╭──
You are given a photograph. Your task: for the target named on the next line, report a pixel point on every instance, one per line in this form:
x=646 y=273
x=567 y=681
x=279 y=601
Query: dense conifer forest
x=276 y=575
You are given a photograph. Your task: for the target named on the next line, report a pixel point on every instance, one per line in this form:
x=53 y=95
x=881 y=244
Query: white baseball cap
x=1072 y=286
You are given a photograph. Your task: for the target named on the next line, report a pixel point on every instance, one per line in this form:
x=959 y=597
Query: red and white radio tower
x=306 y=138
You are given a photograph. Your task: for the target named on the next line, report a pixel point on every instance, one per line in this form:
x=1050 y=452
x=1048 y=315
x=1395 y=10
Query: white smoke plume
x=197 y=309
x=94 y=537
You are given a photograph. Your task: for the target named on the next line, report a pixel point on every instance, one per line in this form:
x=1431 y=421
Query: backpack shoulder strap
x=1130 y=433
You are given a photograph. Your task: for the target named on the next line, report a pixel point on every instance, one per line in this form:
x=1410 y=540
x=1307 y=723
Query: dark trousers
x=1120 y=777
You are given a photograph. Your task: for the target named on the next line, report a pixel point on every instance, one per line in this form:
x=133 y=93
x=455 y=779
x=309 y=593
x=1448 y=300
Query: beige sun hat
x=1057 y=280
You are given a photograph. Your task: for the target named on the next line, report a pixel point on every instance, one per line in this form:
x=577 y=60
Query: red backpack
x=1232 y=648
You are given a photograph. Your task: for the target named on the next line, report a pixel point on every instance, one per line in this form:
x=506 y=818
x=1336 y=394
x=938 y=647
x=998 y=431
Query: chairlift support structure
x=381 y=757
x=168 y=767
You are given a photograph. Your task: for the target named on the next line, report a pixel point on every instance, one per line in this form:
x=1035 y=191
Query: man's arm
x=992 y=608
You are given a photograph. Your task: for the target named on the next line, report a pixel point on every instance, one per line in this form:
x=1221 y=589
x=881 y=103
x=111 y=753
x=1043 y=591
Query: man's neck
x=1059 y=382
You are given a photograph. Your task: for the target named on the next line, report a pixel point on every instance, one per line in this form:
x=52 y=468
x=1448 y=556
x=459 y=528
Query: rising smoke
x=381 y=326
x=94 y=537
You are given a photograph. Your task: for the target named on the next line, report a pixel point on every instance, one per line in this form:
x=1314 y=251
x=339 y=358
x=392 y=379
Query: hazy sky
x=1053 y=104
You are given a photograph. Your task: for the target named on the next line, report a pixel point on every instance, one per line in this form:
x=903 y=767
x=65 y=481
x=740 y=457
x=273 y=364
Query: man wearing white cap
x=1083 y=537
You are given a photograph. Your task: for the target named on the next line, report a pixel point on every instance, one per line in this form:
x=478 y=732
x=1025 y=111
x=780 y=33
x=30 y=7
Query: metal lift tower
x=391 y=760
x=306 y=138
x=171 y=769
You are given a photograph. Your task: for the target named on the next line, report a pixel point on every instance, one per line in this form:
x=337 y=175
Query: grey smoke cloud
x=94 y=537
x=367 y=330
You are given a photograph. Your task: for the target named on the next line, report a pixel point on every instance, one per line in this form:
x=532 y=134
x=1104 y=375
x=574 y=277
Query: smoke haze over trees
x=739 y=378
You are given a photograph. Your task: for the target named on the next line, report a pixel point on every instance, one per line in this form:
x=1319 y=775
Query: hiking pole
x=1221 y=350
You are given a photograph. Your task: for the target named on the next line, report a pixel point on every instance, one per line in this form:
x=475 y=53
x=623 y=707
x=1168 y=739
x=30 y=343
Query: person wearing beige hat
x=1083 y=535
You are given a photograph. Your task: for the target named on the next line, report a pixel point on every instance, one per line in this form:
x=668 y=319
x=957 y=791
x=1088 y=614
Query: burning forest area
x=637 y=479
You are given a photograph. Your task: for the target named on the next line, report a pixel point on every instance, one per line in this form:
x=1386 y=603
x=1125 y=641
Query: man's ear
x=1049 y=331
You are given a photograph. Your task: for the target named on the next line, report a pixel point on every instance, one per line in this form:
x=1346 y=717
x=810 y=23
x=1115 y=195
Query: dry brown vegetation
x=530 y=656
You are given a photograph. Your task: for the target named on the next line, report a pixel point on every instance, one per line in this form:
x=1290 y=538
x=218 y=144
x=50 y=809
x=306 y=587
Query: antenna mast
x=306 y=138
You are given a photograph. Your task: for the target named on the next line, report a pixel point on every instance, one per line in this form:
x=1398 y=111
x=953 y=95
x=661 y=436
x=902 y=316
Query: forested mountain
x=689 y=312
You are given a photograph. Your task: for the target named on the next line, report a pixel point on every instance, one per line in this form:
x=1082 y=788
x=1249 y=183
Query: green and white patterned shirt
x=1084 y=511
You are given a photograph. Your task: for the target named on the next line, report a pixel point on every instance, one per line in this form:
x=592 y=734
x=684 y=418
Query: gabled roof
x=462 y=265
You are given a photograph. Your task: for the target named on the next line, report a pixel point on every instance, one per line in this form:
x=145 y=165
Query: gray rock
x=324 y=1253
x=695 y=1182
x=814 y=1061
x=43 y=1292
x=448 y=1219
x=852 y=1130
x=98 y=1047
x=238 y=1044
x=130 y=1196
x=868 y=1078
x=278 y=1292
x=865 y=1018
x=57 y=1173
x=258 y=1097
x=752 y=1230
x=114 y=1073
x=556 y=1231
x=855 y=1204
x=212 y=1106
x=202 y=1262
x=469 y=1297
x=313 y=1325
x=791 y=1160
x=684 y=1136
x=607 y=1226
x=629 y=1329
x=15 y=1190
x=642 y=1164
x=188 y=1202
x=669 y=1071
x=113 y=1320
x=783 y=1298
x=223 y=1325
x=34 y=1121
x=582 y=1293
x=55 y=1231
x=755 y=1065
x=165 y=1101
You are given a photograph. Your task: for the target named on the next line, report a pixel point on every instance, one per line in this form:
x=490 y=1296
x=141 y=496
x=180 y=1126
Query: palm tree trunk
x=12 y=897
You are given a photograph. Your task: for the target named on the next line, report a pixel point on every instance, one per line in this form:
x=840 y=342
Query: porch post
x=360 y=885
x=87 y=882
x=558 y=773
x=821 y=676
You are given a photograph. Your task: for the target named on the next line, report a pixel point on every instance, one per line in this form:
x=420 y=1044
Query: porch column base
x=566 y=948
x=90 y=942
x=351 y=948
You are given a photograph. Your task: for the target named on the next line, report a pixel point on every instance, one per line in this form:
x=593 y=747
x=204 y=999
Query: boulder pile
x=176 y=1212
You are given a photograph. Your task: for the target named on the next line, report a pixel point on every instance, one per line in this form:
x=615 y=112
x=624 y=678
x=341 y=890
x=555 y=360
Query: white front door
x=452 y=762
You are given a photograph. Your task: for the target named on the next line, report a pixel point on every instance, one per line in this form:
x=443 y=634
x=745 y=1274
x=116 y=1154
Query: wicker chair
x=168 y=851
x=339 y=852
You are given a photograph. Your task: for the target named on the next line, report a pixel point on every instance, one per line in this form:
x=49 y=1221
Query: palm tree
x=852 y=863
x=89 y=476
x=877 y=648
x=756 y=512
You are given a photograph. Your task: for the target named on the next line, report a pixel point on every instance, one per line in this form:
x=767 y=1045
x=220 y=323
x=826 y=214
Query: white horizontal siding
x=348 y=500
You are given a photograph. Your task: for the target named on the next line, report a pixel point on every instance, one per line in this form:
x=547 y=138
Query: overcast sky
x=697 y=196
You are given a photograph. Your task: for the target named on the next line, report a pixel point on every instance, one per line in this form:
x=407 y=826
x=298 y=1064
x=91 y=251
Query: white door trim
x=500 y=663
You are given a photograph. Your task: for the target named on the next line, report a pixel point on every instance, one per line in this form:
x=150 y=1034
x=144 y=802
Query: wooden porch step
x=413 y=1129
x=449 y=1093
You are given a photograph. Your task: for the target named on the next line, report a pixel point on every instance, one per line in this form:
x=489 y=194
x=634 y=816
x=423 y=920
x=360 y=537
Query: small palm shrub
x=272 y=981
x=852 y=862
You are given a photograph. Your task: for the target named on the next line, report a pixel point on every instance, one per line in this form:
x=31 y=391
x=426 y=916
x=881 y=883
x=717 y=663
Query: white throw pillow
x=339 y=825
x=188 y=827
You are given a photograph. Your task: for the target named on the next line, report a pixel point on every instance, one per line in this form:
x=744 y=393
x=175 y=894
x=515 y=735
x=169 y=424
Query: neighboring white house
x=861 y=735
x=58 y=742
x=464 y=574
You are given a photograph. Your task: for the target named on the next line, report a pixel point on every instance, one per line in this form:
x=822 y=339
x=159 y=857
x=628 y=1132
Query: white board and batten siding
╰──
## Task instructions
Write out a verbatim copy of the data, beginning with its first line and ending with the line that contains "x=1431 y=421".

## Task response
You are given a photograph. Your task: for the target named on the next line, report a pixel point on every instance, one per line in this form:
x=646 y=273
x=567 y=681
x=279 y=601
Query: dense conifer forest
x=276 y=575
You are given a photograph. Your task: for the target named on the next line, report a pixel point on every instance, one per line in this form:
x=53 y=95
x=881 y=244
Query: white baseball cap
x=1072 y=286
You are given a photograph. Your task: for the target named on the next line, report a pixel point on every instance, one per line in this form:
x=959 y=597
Query: red and white radio tower
x=306 y=138
You are given a photograph. Your task: for the target named on the next line, report a pixel point on every instance, one per line in this form:
x=1050 y=452
x=1048 y=315
x=1395 y=10
Query: white smoke plume
x=197 y=309
x=94 y=537
You are given a photograph. Your task: for the target named on the next line, report a pixel point on every instance, one per line in this form:
x=1431 y=421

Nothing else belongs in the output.